-- Opening Marker --

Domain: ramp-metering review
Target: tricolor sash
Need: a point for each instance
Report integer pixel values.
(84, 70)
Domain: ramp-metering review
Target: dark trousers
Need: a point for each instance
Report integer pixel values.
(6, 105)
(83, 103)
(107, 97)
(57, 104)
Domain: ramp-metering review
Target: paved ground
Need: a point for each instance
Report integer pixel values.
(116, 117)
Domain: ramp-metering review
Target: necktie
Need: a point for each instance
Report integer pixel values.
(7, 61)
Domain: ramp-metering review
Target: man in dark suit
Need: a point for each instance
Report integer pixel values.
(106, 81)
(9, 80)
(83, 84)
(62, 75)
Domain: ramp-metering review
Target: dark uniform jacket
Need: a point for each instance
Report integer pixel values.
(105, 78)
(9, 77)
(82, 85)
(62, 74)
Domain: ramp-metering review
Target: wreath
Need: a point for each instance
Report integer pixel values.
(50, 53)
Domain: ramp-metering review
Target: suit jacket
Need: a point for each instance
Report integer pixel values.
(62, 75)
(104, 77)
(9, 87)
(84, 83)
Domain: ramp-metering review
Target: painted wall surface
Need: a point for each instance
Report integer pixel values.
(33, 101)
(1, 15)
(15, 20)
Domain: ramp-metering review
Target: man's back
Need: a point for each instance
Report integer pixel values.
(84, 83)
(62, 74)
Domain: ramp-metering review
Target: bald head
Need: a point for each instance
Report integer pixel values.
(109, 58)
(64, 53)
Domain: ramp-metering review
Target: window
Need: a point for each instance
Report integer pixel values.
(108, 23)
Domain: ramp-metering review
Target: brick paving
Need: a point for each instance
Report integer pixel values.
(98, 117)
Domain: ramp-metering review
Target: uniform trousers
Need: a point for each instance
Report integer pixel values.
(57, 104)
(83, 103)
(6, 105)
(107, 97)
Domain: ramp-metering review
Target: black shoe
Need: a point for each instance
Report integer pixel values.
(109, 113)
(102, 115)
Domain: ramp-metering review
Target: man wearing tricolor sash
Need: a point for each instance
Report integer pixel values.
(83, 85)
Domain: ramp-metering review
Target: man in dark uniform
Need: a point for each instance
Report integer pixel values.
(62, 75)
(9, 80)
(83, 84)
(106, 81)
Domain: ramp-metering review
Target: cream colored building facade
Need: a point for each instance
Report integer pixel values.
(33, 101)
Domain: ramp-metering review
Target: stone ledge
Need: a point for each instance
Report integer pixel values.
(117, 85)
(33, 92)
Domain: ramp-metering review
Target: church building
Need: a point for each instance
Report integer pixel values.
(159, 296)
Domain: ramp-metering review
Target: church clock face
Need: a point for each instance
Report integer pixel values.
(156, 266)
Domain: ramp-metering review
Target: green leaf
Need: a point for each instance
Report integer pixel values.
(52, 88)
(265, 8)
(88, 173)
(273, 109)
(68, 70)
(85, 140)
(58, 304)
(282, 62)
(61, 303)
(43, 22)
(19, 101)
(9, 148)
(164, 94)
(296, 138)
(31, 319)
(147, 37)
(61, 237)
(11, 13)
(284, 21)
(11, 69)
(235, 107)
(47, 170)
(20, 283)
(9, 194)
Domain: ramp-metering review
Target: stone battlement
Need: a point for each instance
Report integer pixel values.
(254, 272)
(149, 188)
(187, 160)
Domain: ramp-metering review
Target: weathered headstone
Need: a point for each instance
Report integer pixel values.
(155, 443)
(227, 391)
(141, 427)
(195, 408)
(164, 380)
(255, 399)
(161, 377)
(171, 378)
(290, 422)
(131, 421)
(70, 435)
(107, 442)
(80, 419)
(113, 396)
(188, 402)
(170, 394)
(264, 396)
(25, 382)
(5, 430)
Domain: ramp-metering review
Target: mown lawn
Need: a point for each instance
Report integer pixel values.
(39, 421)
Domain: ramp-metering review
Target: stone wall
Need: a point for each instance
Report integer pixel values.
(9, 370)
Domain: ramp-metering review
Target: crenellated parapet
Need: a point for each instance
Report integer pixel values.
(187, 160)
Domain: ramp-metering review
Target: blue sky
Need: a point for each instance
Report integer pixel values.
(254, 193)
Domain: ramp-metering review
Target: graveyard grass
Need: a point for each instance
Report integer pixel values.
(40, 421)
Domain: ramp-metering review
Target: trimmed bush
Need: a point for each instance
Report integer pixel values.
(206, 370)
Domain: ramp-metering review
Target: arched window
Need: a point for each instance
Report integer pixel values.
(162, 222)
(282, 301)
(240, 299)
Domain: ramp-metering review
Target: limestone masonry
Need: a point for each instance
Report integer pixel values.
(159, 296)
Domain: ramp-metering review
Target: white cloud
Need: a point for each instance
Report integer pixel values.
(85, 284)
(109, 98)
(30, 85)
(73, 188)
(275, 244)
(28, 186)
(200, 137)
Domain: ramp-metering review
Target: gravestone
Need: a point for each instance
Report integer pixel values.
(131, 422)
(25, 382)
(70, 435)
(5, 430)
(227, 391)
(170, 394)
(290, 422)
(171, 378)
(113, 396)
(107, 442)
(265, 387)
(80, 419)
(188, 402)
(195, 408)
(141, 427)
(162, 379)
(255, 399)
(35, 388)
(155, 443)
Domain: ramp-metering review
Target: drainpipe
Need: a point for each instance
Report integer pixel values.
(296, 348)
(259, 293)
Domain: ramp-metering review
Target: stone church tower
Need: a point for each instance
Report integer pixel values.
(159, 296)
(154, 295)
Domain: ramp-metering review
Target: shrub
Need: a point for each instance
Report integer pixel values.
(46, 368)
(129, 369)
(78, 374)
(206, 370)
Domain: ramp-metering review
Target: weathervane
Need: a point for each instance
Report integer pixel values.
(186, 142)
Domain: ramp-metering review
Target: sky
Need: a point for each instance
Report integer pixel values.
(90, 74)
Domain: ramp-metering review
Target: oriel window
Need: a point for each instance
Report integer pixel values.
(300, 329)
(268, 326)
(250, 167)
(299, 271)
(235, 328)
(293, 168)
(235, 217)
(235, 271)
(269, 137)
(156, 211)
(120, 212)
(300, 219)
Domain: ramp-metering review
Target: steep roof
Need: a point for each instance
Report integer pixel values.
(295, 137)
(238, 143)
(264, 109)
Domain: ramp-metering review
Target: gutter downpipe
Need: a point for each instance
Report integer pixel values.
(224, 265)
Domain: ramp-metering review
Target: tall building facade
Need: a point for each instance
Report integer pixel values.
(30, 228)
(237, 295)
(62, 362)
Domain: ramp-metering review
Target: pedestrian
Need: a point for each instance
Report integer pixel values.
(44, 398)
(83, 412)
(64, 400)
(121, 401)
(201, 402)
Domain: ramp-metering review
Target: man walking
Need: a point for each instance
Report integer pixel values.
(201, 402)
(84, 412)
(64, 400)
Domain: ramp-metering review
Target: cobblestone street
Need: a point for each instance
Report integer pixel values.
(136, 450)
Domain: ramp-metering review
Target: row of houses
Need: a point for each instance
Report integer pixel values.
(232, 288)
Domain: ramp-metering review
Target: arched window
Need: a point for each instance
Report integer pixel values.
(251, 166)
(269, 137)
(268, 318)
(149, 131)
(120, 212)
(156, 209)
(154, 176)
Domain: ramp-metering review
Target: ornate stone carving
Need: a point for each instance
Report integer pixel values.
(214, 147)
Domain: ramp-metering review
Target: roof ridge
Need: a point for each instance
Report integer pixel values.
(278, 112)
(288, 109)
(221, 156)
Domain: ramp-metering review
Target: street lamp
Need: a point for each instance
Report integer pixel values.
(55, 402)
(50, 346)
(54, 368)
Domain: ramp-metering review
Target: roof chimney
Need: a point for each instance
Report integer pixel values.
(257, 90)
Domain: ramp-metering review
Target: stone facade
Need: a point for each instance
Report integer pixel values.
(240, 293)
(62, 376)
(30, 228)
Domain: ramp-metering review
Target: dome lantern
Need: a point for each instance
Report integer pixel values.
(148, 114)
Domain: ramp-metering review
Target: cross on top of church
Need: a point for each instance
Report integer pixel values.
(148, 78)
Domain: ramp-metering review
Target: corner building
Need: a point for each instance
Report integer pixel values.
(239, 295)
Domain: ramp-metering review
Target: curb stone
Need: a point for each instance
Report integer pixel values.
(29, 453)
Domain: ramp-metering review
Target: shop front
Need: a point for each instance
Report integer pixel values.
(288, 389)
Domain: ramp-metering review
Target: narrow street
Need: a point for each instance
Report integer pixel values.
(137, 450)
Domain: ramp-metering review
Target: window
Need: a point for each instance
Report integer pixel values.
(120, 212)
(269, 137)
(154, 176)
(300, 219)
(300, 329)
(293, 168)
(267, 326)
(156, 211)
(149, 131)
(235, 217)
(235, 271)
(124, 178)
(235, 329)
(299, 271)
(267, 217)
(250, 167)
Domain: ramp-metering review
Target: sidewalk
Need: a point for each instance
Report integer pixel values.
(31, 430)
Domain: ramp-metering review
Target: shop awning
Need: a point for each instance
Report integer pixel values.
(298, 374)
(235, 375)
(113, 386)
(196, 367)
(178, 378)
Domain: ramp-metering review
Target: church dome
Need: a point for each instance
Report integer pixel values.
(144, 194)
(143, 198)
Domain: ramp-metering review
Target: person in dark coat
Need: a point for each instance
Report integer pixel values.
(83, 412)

-- Closing Marker --

Task goal>
Set the material down exactly as written, starting at its first line. The line containing "Target: painted wall surface" is the last one to include.

Expected answer>
Domain: ramp-metering review
Target: tricolor sash
Need: a point for each instance
Report integer pixel values.
(84, 70)
Domain: ramp-metering review
Target: dark trousers
Need: a point for each instance
Report integer pixel values.
(6, 105)
(83, 103)
(107, 97)
(57, 104)
Domain: ramp-metering review
Target: paved ground
Need: a point for each instance
Report integer pixel values.
(116, 117)
Domain: ramp-metering review
Target: necktie
Need: a point for each instance
Report integer pixel values.
(7, 61)
Domain: ramp-metering review
Target: man in dark suit
Need: a point for each instance
Report integer pixel values.
(106, 81)
(9, 80)
(83, 84)
(62, 75)
Domain: ramp-metering review
Target: dark uniform jacket
Need: a point for each instance
Report integer pixel values.
(105, 78)
(9, 77)
(82, 85)
(62, 74)
Domain: ramp-metering review
Target: wreath
Need: a point for each instance
Report integer pixel values.
(50, 53)
Domain: ramp-metering review
Target: suit jacket
Need: a point for each instance
Report integer pixel values.
(62, 75)
(104, 77)
(9, 87)
(84, 83)
Domain: ramp-metering review
Target: painted wall surface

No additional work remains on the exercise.